YOUR GOAL: Below are lines of data; give the number of them that contain "water", and only that.

SUPPLIED DATA:
-------
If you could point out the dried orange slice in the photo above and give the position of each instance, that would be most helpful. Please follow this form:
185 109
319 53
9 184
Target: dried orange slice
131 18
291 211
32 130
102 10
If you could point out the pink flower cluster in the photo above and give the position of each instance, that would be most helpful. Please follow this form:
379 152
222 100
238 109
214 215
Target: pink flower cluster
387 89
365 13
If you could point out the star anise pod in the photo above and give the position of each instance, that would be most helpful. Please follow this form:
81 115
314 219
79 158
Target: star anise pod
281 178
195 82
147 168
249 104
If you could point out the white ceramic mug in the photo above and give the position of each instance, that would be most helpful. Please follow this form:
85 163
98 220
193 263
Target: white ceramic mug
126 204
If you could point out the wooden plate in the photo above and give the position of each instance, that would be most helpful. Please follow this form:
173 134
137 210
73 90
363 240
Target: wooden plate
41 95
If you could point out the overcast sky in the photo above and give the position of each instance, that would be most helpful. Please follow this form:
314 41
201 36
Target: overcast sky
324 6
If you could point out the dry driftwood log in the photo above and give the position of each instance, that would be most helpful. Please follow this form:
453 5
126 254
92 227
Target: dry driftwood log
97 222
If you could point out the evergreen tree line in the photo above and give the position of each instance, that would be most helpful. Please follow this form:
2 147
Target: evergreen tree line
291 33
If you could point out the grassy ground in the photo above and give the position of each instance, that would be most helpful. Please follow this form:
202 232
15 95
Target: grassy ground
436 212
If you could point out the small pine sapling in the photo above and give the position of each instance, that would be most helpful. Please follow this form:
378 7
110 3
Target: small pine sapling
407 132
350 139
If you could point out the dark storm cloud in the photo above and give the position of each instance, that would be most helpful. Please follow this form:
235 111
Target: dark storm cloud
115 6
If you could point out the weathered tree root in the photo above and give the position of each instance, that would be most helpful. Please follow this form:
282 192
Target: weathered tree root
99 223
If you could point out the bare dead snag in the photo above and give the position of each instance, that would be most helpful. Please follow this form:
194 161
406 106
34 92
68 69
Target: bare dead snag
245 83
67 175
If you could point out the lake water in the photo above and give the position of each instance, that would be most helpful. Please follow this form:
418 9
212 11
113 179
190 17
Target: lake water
-------
PROBLEM SOLUTION: 2